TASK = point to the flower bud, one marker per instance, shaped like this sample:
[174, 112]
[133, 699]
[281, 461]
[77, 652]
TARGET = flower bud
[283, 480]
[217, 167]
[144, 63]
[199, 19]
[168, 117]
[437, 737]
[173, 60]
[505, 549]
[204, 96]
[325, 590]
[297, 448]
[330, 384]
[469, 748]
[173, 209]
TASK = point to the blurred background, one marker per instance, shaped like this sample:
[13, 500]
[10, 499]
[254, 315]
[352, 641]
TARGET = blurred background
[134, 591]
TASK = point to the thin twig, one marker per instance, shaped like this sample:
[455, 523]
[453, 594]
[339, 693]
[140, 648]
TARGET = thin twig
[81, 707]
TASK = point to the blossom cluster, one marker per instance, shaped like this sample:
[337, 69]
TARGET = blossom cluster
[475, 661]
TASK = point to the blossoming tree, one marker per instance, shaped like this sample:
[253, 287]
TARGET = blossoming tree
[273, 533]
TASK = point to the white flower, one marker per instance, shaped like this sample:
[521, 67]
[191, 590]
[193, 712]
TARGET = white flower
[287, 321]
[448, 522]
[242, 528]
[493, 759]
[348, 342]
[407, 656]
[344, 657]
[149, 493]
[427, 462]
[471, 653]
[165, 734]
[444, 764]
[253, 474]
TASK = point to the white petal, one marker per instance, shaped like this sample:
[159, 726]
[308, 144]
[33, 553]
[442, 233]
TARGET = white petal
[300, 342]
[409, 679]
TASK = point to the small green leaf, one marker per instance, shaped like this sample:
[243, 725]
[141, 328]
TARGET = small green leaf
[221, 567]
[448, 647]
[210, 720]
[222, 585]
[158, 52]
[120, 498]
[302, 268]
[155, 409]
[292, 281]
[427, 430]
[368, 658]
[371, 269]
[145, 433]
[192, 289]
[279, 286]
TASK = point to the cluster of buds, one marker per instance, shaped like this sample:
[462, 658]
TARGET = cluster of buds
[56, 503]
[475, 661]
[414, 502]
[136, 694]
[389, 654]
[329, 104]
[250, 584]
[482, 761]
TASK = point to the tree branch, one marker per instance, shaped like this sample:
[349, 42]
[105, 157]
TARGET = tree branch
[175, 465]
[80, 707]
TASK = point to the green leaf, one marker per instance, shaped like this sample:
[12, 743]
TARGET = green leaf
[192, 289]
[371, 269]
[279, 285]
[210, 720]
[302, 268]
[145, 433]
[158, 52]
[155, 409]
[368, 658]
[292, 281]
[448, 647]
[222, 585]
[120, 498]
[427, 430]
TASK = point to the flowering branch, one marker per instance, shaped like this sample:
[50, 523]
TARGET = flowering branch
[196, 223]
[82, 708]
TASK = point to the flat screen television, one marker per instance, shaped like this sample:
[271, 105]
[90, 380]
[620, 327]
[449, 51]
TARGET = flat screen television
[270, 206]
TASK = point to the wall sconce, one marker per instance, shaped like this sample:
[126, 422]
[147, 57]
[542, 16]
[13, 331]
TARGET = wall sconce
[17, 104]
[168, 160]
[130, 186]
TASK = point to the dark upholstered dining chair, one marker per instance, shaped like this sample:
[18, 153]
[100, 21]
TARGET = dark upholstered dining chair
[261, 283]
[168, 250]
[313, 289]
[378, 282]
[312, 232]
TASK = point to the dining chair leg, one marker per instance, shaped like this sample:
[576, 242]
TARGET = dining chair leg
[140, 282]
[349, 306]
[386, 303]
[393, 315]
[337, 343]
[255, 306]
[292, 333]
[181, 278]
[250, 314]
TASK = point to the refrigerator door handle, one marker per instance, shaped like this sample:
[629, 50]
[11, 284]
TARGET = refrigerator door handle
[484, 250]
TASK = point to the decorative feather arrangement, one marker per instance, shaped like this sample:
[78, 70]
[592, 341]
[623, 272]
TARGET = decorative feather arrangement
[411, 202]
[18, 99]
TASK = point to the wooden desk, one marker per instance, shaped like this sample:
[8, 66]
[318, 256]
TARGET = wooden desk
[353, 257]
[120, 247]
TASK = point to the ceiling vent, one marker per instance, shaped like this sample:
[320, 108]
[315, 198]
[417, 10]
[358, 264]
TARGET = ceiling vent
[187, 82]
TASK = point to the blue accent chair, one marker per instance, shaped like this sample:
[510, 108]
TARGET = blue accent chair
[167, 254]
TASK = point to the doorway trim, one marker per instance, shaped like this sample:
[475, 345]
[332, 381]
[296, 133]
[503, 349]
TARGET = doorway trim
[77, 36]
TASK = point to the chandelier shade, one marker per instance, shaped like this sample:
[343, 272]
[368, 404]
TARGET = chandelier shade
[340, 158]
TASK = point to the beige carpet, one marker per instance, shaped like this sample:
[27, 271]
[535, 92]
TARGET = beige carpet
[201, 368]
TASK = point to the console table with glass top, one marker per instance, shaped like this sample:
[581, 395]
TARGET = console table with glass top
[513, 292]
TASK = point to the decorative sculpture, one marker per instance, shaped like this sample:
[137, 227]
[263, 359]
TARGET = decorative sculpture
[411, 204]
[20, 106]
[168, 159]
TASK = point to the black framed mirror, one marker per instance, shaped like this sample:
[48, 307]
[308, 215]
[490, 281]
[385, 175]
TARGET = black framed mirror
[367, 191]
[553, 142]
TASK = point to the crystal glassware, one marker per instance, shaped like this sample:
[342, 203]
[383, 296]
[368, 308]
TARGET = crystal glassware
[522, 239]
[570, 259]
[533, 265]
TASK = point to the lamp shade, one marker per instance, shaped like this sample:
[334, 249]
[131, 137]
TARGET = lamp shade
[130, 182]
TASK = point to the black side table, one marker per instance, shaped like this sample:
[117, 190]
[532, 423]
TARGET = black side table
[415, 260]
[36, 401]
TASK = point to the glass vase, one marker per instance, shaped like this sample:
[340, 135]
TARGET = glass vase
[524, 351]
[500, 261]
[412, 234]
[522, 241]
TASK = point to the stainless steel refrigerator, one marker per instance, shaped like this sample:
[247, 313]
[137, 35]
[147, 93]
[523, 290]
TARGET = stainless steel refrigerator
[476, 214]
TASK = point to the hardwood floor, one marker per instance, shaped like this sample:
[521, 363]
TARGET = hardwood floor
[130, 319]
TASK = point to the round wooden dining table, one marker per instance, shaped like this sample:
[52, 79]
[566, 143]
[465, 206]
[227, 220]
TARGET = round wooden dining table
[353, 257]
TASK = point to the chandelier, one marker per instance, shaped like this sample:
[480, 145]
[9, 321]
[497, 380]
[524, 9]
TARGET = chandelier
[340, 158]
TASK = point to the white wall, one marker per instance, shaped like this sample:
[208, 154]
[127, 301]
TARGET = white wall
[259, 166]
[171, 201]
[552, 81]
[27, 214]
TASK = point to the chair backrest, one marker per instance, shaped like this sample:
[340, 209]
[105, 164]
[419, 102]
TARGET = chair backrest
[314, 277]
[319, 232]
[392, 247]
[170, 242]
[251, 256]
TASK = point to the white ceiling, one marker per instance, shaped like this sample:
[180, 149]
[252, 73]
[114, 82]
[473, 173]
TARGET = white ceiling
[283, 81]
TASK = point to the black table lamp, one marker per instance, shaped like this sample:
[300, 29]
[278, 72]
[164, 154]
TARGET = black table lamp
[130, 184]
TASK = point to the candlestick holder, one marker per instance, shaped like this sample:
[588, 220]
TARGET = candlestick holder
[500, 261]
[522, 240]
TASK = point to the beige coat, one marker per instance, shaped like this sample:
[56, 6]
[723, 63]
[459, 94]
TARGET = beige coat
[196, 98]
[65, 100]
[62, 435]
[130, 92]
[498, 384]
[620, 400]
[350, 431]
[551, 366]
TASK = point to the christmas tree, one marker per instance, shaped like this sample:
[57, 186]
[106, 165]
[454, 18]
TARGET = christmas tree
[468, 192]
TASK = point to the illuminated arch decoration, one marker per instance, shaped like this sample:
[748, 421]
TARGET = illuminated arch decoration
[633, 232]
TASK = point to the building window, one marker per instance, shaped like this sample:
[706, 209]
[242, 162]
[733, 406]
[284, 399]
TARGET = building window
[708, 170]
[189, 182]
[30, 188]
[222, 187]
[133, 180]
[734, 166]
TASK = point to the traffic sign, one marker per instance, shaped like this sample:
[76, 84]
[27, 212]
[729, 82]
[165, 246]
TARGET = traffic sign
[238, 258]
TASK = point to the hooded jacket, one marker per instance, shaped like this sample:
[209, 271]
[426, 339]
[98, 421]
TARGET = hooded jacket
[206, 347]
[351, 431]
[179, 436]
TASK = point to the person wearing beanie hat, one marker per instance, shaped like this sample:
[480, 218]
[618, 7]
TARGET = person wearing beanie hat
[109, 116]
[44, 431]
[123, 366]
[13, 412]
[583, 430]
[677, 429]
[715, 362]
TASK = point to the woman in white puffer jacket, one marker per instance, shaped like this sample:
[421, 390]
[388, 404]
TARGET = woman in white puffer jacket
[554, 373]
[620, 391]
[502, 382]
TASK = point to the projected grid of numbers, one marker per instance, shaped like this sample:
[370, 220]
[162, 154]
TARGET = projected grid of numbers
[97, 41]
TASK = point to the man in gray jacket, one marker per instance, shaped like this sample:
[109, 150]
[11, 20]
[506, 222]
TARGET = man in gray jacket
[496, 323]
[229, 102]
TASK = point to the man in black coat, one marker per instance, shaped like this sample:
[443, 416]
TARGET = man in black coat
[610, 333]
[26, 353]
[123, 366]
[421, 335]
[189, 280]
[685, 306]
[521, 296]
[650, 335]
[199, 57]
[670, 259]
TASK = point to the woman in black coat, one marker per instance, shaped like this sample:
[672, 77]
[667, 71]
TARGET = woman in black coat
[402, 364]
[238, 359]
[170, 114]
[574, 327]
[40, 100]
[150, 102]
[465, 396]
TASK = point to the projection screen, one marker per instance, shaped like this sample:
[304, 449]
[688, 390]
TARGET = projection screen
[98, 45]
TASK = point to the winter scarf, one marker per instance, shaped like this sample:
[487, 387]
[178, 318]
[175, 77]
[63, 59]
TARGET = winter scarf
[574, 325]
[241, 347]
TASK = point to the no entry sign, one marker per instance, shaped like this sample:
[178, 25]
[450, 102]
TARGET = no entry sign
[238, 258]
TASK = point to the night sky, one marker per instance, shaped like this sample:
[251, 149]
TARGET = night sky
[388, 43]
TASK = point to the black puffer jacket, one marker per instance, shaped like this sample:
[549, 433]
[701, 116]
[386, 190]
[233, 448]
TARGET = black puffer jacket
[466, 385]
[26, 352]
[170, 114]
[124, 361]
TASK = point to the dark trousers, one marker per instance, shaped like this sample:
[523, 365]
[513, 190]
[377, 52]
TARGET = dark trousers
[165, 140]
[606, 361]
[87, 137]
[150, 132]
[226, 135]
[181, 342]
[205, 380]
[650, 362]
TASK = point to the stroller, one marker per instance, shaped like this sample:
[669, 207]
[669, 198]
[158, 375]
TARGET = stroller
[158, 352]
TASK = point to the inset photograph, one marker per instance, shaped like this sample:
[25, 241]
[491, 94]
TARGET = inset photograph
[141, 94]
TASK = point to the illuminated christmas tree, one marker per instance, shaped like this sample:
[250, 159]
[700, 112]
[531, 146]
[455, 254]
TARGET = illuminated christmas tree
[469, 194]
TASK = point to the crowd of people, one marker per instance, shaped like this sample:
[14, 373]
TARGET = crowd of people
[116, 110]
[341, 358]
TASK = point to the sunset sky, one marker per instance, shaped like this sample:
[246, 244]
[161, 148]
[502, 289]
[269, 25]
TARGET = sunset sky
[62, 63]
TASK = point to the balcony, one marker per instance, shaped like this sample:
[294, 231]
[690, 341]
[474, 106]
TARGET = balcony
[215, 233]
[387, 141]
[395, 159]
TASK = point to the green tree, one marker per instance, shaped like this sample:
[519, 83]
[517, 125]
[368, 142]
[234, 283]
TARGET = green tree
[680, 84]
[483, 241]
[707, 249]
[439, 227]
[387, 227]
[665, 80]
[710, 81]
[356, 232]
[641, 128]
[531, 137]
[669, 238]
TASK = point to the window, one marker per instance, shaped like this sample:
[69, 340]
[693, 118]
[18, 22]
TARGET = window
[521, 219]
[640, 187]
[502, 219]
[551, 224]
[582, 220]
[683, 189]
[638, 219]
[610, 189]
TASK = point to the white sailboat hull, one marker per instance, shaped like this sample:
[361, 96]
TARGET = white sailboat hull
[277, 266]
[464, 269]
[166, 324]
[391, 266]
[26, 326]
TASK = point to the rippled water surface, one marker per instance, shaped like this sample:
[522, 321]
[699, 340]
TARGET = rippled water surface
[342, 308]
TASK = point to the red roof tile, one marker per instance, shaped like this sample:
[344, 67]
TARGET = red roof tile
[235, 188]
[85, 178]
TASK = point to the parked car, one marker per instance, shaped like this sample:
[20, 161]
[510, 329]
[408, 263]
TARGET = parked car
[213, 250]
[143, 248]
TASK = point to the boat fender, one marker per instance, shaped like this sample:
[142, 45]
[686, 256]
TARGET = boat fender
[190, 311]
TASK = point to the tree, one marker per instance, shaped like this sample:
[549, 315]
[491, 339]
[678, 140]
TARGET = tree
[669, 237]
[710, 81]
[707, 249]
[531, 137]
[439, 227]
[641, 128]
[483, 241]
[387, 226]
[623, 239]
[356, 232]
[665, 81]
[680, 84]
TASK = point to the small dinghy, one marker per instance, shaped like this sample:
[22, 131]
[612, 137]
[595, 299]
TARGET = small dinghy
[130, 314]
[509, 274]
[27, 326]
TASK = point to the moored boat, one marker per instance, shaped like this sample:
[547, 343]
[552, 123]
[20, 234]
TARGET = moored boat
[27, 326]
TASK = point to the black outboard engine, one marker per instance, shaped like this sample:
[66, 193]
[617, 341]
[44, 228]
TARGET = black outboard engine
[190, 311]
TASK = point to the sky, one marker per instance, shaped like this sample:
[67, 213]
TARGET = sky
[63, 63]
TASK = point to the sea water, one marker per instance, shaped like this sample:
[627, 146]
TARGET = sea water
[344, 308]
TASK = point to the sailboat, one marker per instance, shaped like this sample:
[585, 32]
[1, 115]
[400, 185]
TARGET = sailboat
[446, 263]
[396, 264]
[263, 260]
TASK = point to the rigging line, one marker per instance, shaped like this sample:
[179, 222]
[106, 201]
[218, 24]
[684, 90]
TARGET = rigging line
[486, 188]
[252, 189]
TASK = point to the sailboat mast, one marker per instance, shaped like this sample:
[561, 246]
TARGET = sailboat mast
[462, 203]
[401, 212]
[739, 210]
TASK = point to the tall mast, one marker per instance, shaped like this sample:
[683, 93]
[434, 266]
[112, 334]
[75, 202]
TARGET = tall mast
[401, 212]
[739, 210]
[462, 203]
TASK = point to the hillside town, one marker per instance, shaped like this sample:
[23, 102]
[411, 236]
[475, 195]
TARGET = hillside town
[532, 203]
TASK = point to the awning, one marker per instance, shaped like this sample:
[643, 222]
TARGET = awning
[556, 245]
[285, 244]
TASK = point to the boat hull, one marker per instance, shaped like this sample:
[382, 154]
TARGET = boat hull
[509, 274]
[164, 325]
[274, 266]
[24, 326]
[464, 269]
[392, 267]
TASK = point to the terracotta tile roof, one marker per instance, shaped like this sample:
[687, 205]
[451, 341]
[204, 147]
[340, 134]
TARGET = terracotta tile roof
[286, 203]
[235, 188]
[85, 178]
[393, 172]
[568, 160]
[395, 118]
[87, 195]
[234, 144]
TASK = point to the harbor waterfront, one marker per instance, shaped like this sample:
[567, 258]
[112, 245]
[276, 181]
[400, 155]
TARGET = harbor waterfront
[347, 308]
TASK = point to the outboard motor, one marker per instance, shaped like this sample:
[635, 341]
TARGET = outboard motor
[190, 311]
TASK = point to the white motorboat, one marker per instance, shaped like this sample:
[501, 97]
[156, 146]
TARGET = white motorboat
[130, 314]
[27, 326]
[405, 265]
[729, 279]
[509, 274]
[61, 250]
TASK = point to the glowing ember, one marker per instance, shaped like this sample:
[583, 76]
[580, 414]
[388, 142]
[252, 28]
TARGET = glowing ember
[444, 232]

※ ※ ※

The output must consist solely of the lines from the first line of the records through the line containing "TASK = point to the blossom cluster, one", reproduced exactly.

TASK = point to the flower bud, one marker per instance, shaped like this sample:
[174, 112]
[133, 699]
[281, 461]
[77, 652]
TARGET = flower bud
[283, 480]
[217, 167]
[144, 63]
[199, 19]
[168, 117]
[437, 737]
[173, 60]
[505, 549]
[204, 96]
[325, 590]
[297, 448]
[330, 384]
[469, 748]
[173, 209]
TASK = point to the blurred background, one marker per instance, shaped like this sample:
[13, 500]
[10, 499]
[254, 315]
[352, 641]
TARGET = blurred background
[134, 591]
TASK = point to the thin twig, one marker per instance, shaped like this sample:
[455, 523]
[453, 594]
[339, 693]
[140, 648]
TARGET = thin twig
[81, 707]
TASK = point to the blossom cluster, one marker per instance, shaped like this sample:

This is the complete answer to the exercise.